◆ Excerpted passage
#####

Cinatine Enterprises Limited v Athi River Housing Company Limited & another [2022] KEELC 13470 (KLR)
Full Case Text
Cinatine Enterprises Limited v Athi River Housing Company Limited & another (Environment and Land Case Civil Suit 152 of 2019) [2022] KEELC 13470 (KLR) (13 October 2022) (Ruling)
Neutral citation: [2022] KEELC 13470 (KLR)
Republic of Kenya
In the Environment and Land Court at Nairobi
Environment and Land Case Civil Suit 152 of 2019
SO Okong'o, J
October 13, 2022
Between
Cinatine Enterprises Limited
Plaintiff
and
Athi River Housing Company Limited
1st Defendant
Cadilla Limited
2nd Defendant
Ruling
1. The plaintiff brought this suit against the 1st defendant through a plaint dated May 8, 2019 seeking among other reliefs, a permanent injunction restraining the 1st defendant from entering upon, selling, offering for sale, charging and/or in any other way whatsoever interfering with the plaintiff’s ownership and/or quiet possession of House No 7 situated at Madaraka and one of the go-downs on the piece of land known as LR No 209/10638(IR 48328/1). The plaint was amended on October 1, 2019 to add the 2nd defendant to the suit. Together with the amended plaint, the plaintiff filed an application by way of notice of motion dated September 27, 2019 seeking a temporary injunction restraining the defendants from selling, offering for sale, transferring, charging or in any other manner disposing of or interfering with the plaintiff’s quiet possession of all that piece of land known as LR No 209/18298 (IR 109923) pending the hearing and determination of the suit.

#####

Extracted data entries:
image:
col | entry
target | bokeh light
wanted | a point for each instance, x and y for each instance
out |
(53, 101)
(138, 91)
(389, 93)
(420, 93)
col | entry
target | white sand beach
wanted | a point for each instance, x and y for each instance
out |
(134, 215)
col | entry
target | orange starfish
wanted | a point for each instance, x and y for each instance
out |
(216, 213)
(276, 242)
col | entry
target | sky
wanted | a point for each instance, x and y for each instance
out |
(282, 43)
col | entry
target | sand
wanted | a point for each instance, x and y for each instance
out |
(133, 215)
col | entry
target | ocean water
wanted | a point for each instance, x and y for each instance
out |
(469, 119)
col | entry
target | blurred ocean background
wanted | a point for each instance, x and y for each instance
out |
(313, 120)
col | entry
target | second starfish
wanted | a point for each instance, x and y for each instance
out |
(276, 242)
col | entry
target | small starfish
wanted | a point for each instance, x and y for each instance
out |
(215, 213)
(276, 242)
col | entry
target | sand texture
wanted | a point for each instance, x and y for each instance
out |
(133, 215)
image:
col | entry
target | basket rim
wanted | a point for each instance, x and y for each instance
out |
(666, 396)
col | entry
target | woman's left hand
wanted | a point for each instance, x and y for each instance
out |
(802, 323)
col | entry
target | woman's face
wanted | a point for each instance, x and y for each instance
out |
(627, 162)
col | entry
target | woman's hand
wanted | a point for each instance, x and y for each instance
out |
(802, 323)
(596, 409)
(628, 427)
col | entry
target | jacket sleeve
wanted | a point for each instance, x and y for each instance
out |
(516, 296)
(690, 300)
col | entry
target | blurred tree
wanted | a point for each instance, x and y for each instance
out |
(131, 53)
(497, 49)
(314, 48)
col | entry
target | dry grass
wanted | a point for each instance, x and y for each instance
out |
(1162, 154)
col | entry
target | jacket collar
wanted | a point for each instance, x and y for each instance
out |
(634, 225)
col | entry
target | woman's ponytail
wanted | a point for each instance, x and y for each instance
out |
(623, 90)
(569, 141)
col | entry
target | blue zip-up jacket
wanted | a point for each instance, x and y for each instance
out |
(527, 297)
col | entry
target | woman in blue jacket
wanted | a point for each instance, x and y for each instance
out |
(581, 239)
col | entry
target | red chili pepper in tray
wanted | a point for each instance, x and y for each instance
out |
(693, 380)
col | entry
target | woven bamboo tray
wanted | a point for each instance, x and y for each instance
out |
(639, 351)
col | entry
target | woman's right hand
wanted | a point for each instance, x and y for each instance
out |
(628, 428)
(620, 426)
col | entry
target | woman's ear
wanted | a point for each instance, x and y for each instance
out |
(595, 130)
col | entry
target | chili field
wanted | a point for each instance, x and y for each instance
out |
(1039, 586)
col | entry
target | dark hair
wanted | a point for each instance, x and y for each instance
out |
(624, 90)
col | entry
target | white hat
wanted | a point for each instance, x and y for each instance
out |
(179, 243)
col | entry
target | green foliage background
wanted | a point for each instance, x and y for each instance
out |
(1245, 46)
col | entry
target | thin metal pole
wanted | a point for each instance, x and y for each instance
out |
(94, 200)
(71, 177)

#####

◆ Request 1
Please extract the wording of the ruling from "Full Case Text" to "citation: [2022] KEELC 13470 (KLR)".
◆ Request 2
Name every company that the ruling lists as a party to the suit, along with the role it holds.

◆ Final answer 1
Full Case Text
Cinatine Enterprises Limited v Athi River Housing Company Limited & another (Environment and Land Case Civil Suit 152 of 2019) [2022] KEELC 13470 (KLR) (13 October 2022) (Ruling)
Neutral citation: [2022] KEELC 13470 (KLR)

◆ Final answer 2
- Cinatine Enterprises Limited: Plaintiff
- Athi River Housing Company Limited: 1st Defendant
- Cadilla Limited: 2nd Defendant